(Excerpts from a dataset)

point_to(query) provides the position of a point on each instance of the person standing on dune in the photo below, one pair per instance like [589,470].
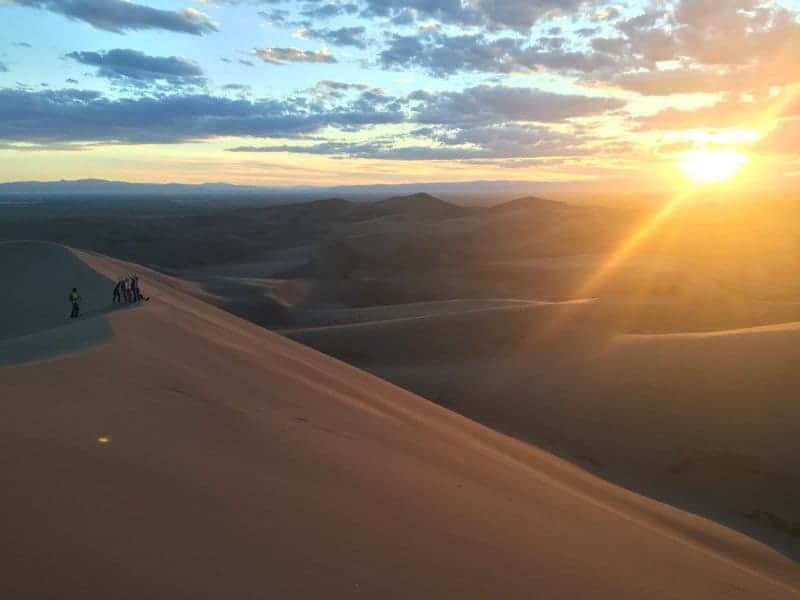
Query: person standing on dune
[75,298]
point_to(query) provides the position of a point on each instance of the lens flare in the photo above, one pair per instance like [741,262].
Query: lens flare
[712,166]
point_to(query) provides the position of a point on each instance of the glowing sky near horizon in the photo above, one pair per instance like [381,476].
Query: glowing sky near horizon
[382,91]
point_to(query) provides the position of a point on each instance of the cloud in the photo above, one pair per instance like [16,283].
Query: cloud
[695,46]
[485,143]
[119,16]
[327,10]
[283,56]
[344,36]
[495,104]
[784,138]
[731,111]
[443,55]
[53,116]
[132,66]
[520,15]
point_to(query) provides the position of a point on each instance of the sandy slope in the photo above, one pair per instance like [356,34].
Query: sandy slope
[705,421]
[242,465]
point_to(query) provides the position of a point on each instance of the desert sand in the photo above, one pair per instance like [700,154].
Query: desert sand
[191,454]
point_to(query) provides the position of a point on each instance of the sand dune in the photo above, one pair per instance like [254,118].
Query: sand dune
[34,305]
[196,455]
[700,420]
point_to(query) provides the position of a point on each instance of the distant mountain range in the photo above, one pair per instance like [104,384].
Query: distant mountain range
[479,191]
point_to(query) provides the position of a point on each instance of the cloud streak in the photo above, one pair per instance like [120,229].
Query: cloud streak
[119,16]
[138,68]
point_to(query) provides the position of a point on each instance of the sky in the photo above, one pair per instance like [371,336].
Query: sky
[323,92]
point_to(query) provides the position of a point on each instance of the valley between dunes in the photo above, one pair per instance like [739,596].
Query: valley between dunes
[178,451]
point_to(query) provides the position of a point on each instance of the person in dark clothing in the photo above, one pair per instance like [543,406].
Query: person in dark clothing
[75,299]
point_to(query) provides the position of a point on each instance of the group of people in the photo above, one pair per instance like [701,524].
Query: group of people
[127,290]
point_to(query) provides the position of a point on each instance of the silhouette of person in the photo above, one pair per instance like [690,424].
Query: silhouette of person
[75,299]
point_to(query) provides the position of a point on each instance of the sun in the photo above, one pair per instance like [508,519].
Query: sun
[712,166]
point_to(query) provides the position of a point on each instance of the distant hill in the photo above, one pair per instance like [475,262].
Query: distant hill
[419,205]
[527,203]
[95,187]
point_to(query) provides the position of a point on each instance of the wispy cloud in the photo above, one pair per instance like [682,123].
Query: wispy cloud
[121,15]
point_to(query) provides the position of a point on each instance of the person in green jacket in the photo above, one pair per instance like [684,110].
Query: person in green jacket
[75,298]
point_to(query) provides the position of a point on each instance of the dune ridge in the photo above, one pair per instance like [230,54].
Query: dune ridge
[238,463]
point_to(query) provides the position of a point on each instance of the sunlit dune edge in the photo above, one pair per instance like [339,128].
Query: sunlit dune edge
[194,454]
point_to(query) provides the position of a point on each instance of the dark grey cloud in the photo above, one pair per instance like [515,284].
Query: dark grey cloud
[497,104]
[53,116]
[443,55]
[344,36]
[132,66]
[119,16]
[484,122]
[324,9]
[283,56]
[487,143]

How to complete this task »
Give the data again exactly. Keep the images out.

Task output »
point_to(query) provides the position of a point on each instance of the person standing on dune in the photo below, one pair per instance like [589,470].
Query: person standing on dune
[75,298]
point_to(query) provides the position of a point on each instance of the lens flare in the photo above, one pair per instance like [741,262].
Query: lens flare
[712,166]
point_to(query) provides the position of a point on each instance of the glowing sky near horizon in the photo above, one pair per instance like [381,476].
Query: glowing sky near horizon
[382,91]
point_to(query) provides the position of a point on each instance of the cloud in the photo above, one pair per instance like [16,283].
Query: cloud
[695,46]
[485,143]
[119,16]
[327,10]
[283,56]
[344,36]
[495,104]
[784,138]
[731,111]
[443,55]
[53,116]
[132,66]
[520,15]
point_to(query) provides the position of a point on each instance of the sandy slope in the photo above, one pair per instance like [356,34].
Query: sandy slope
[705,421]
[242,465]
point_to(query) provides the position of a point on each instance of the desert sand in the photo above, one pair per instance like [700,154].
Query: desert sand
[191,454]
point_to(query) provides the position of a point on each instance of the sand dune in the photo above, one pair per instance like [254,118].
Query: sand dune
[34,305]
[196,455]
[700,420]
point_to(query) provides the position of a point on each instance of the distant mountain range in the photo above, one pair per instance like [104,384].
Query: distant mountain range
[479,191]
point_to(query) provides the position of a point on each instance of the cloud streak in the photo above, one pair per instance like [120,229].
Query: cloud streak
[119,16]
[138,68]
point_to(query) provides the position of a point on each instance of the sky in the photo above, one pair per instance like [371,336].
Query: sky
[323,92]
point_to(query) provides the position of a point on each instance of the valley between dunes in the photo above, one pair per instance like [739,596].
Query: valley between dunes
[178,451]
point_to(query) provides the position of a point on each instance of the person in dark clothing in the photo above, one pair per instance like [543,406].
Query: person in dark clothing
[75,299]
point_to(query) provides the position of a point on each instance of the group of people in the photo above, one pair per instance like [701,524].
Query: group of people
[127,290]
point_to(query) provides the position of a point on each instance of the silhouette of person in the photo above, one pair per instance like [690,424].
Query: silhouette of person
[75,299]
point_to(query) provides the position of a point on each instance of the sun in the photo above, one pair per instance like [508,519].
Query: sun
[712,166]
point_to(query) provides the position of a point on each instance of the distant hill in the photo above, one pair per instance like [475,262].
Query: distant hill
[419,205]
[527,203]
[95,187]
point_to(query) provides the position of a point on each instance of the wispy cloud in the photo above, one pair per instance like [682,123].
Query: wispy cloud
[121,15]
point_to(query) provides the position of a point on each instance of the person in green jacket in the photo above, one pair per instance like [684,110].
Query: person in green jacket
[75,298]
point_to(query) provides the position of a point on each instance of the dune ridge in the photo above, one pair per instance like [230,54].
Query: dune ridge
[238,463]
point_to(query) provides the position of a point on each instance of the sunlit dune edge in the photo above, one pair per instance like [339,128].
Query: sunlit dune edge
[194,454]
point_to(query) provides the position of a point on each instance of the dark grey cloud in the photo above, one pair per instance like [515,284].
Query: dark grey cloud
[497,104]
[53,116]
[443,55]
[344,36]
[132,66]
[119,16]
[484,122]
[324,9]
[283,56]
[487,143]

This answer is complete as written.